--- REQUIRED WORK ---
Reproduce the listing from the line containing "target | wristband" through the end of the listing, both ends included, requests and all. Multiply every point coordinate by 1.95, round to the nearest whole number (halves round up), and omit the pictures.

........

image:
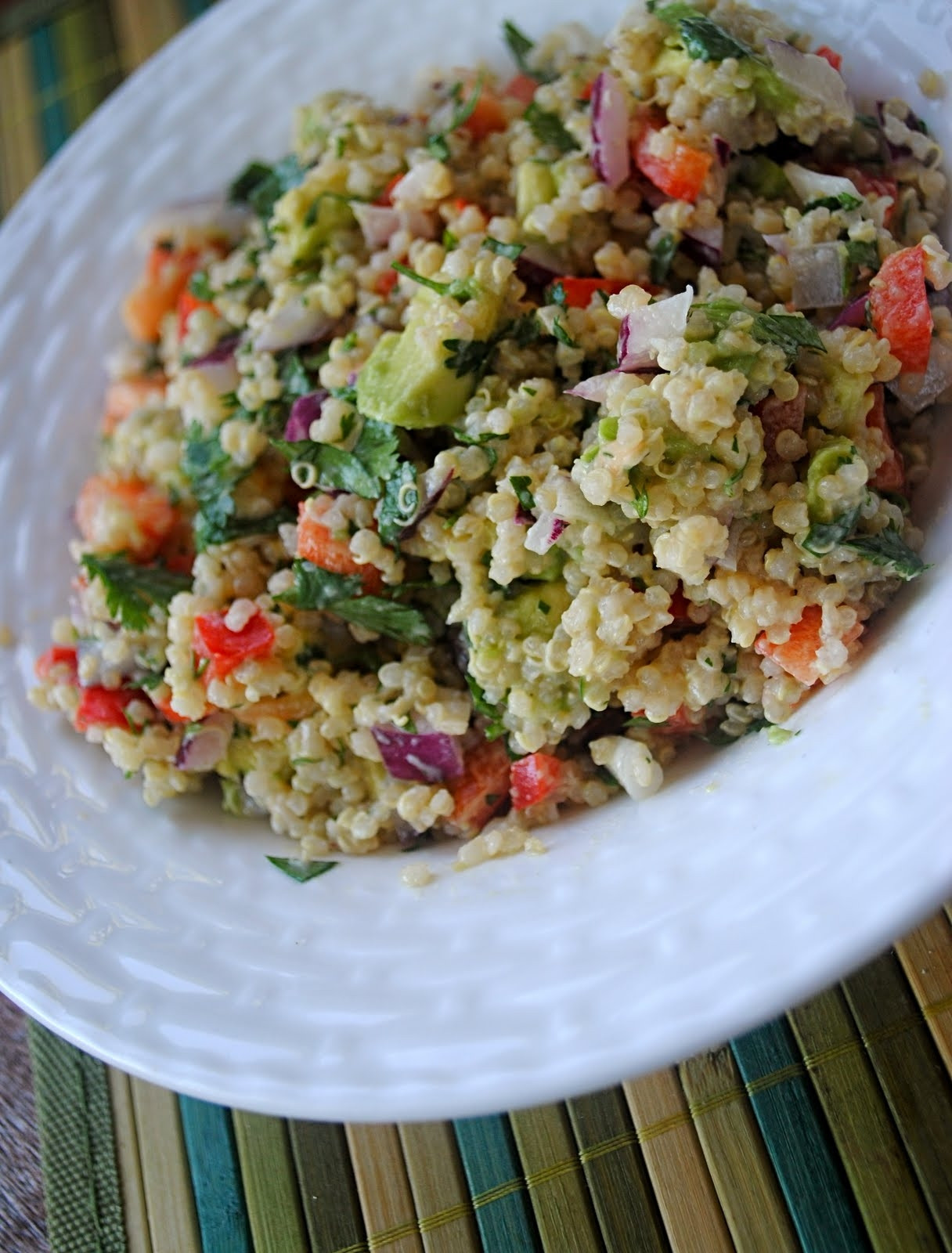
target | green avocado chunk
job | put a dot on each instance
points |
(406, 380)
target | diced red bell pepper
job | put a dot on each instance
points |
(104, 707)
(835, 60)
(891, 475)
(534, 778)
(580, 291)
(56, 657)
(901, 309)
(225, 648)
(482, 787)
(674, 167)
(187, 305)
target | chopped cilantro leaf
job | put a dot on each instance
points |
(549, 128)
(132, 592)
(301, 871)
(520, 486)
(889, 549)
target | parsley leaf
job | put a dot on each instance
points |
(467, 356)
(705, 41)
(398, 504)
(200, 286)
(841, 200)
(494, 728)
(460, 288)
(321, 589)
(636, 476)
(261, 186)
(549, 128)
(662, 257)
(789, 331)
(824, 536)
(520, 486)
(504, 250)
(889, 549)
(520, 45)
(301, 871)
(132, 592)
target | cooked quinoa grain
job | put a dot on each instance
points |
(474, 459)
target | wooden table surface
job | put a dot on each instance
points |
(22, 1217)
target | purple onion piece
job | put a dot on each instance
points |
(611, 154)
(305, 411)
(430, 757)
(722, 150)
(427, 507)
(853, 315)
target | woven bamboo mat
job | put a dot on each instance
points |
(827, 1131)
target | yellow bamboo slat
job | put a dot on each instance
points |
(173, 1223)
(384, 1188)
(680, 1175)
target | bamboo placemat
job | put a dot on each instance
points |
(827, 1131)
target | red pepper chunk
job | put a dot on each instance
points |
(534, 778)
(225, 648)
(56, 657)
(104, 707)
(580, 291)
(901, 309)
(482, 787)
(674, 167)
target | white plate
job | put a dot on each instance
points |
(162, 940)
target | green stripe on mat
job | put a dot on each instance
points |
(912, 1077)
(216, 1177)
(820, 1203)
(329, 1193)
(47, 69)
(269, 1183)
(85, 1208)
(874, 1161)
(615, 1173)
(496, 1184)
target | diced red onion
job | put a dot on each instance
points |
(206, 217)
(611, 154)
(810, 185)
(705, 244)
(294, 323)
(817, 276)
(812, 77)
(916, 392)
(430, 757)
(204, 747)
(780, 244)
(538, 267)
(305, 411)
(644, 326)
(853, 315)
(544, 533)
(595, 388)
(429, 505)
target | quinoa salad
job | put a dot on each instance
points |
(467, 463)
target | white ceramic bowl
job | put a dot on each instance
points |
(162, 940)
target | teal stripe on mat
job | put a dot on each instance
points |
(85, 1206)
(216, 1177)
(54, 125)
(496, 1184)
(820, 1200)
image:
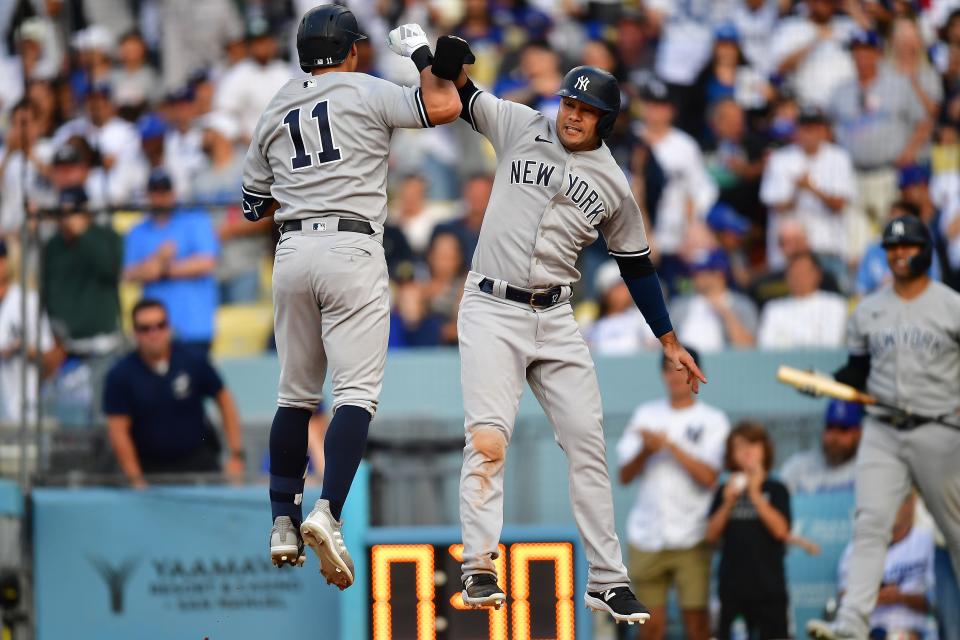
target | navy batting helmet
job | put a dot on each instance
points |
(910, 230)
(597, 88)
(325, 36)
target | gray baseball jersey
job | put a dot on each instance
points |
(914, 348)
(321, 146)
(548, 203)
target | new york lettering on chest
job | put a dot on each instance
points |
(577, 190)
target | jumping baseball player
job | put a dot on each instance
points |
(904, 345)
(556, 187)
(318, 159)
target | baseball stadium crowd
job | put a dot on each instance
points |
(768, 141)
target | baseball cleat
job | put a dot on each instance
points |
(619, 602)
(321, 532)
(821, 630)
(286, 546)
(482, 590)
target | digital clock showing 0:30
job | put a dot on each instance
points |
(415, 593)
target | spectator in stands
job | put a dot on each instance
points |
(673, 448)
(413, 213)
(135, 83)
(808, 317)
(750, 519)
(412, 323)
(183, 144)
(23, 146)
(620, 328)
(444, 287)
(246, 90)
(536, 81)
(882, 123)
(735, 158)
(908, 58)
(115, 143)
(713, 318)
(830, 466)
(874, 271)
(173, 255)
(791, 242)
(810, 52)
(154, 401)
(244, 244)
(13, 335)
(689, 192)
(80, 282)
(476, 195)
(811, 180)
(731, 229)
(903, 603)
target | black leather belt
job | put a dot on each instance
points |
(904, 421)
(538, 299)
(344, 224)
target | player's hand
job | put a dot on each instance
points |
(406, 39)
(681, 359)
(653, 441)
(888, 594)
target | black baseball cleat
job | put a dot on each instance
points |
(619, 602)
(482, 590)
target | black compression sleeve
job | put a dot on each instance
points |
(855, 372)
(467, 93)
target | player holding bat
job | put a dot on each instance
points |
(904, 343)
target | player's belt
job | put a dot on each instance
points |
(537, 298)
(343, 224)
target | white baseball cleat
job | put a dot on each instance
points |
(321, 532)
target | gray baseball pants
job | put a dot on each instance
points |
(331, 307)
(889, 463)
(503, 343)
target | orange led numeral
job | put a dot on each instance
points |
(497, 617)
(421, 555)
(561, 554)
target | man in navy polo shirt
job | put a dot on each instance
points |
(154, 401)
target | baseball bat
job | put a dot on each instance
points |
(821, 385)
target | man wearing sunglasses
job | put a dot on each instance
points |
(154, 402)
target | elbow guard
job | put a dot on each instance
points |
(255, 204)
(855, 372)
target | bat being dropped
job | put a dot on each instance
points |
(818, 384)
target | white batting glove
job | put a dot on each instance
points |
(406, 39)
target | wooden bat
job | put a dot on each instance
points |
(821, 385)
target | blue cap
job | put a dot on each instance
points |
(722, 217)
(150, 125)
(863, 38)
(912, 174)
(844, 415)
(727, 32)
(715, 260)
(159, 181)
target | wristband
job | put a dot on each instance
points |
(422, 57)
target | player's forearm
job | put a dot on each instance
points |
(231, 420)
(440, 98)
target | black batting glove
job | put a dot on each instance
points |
(451, 54)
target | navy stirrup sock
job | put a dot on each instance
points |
(288, 462)
(343, 449)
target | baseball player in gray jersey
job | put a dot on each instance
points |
(318, 159)
(556, 188)
(904, 345)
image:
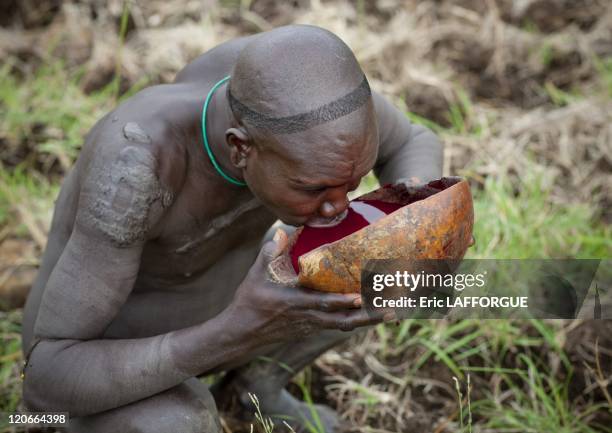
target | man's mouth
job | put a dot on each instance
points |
(327, 222)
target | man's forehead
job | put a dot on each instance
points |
(326, 163)
(292, 124)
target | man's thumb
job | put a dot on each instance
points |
(272, 249)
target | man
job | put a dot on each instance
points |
(153, 273)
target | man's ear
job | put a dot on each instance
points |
(240, 146)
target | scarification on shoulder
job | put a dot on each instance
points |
(129, 198)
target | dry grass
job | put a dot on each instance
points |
(520, 92)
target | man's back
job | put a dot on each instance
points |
(154, 133)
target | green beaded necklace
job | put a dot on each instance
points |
(204, 135)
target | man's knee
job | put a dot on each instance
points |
(188, 408)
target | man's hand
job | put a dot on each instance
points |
(274, 313)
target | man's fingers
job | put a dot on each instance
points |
(312, 300)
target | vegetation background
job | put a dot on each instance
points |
(521, 94)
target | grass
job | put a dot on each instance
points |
(49, 114)
(521, 220)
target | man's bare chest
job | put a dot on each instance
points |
(192, 245)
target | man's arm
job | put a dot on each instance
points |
(406, 150)
(70, 368)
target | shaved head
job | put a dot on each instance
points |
(294, 78)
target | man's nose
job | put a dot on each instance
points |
(334, 204)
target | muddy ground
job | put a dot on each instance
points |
(508, 85)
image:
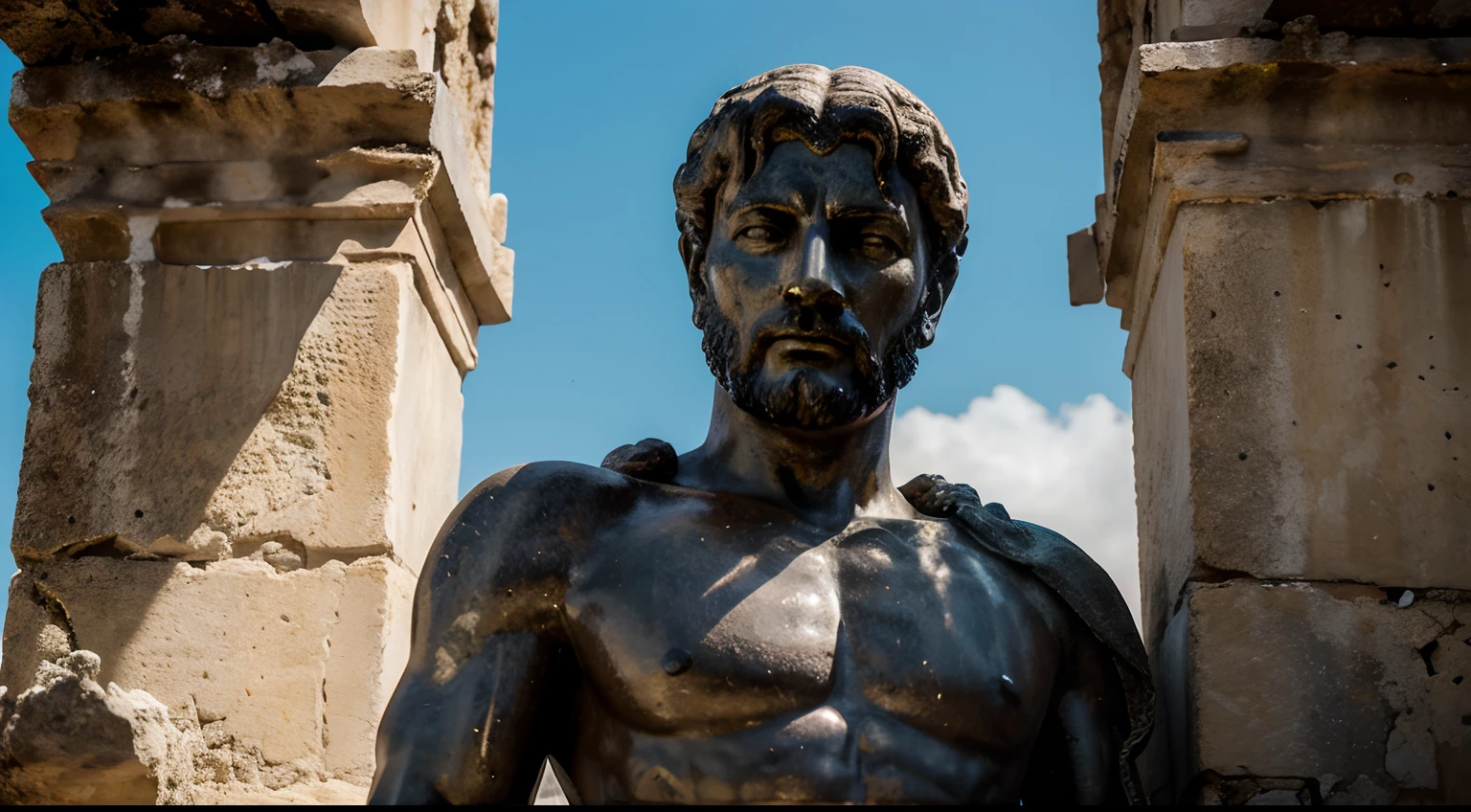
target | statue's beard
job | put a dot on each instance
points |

........

--- TASK OUTPUT ---
target | wristband
job | put a dot on each instance
points |
(823, 111)
target | player's forearm
job | put a dot on each instance
points |
(450, 819)
(858, 191)
target | black batting glove
job | put a dot on each instance
points |
(879, 105)
target | navy stirrup sock
job | put a dot on each instance
points |
(562, 901)
(669, 876)
target | baseball player in gray jersey
job | put a dot on each instance
points |
(620, 310)
(1084, 367)
(1763, 673)
image:
target | man's mouth
job | put a dot on each instance
points |
(638, 433)
target | man's forehead
job | put a dot on each instance
points |
(636, 318)
(569, 242)
target | man's thumb
job | put a dot on each instance
points |
(530, 486)
target | man
job | put a dot on each instance
points |
(298, 532)
target | man's ear
job | put a dot on each instance
points |
(468, 285)
target | scarification on shoulder
job | put a dot on each instance
points |
(252, 386)
target | dry grass
job | put a dot on each instance
points |
(1014, 179)
target | man's back
job | put a dot on each instance
points |
(300, 259)
target | green beaded necklace
job | put a dot on each instance
points |
(398, 263)
target | man's knee
job | put a dot on each instance
points |
(367, 796)
target | man's hand
job | put a dot on each instance
points |
(534, 610)
target | man's fingers
job | put a dot on each instance
points |
(608, 585)
target | vegetation background
job | put a dot on each instance
points |
(1016, 183)
target | grass
job | put a dot on each instance
points |
(96, 222)
(1016, 429)
target | man's bare chest
job | put a dot on each instance
points |
(374, 478)
target | man's arm
job | put a dot on each instance
points |
(792, 293)
(137, 718)
target | shaved head
job | put a dot on each instance
points |
(573, 152)
target | man's nose
job | put a dot on each instance
points |
(651, 398)
target | muddy ground
job | put a dot on each instance
points |
(991, 166)
image:
target | statue's beard
job | put a dot on each instance
points |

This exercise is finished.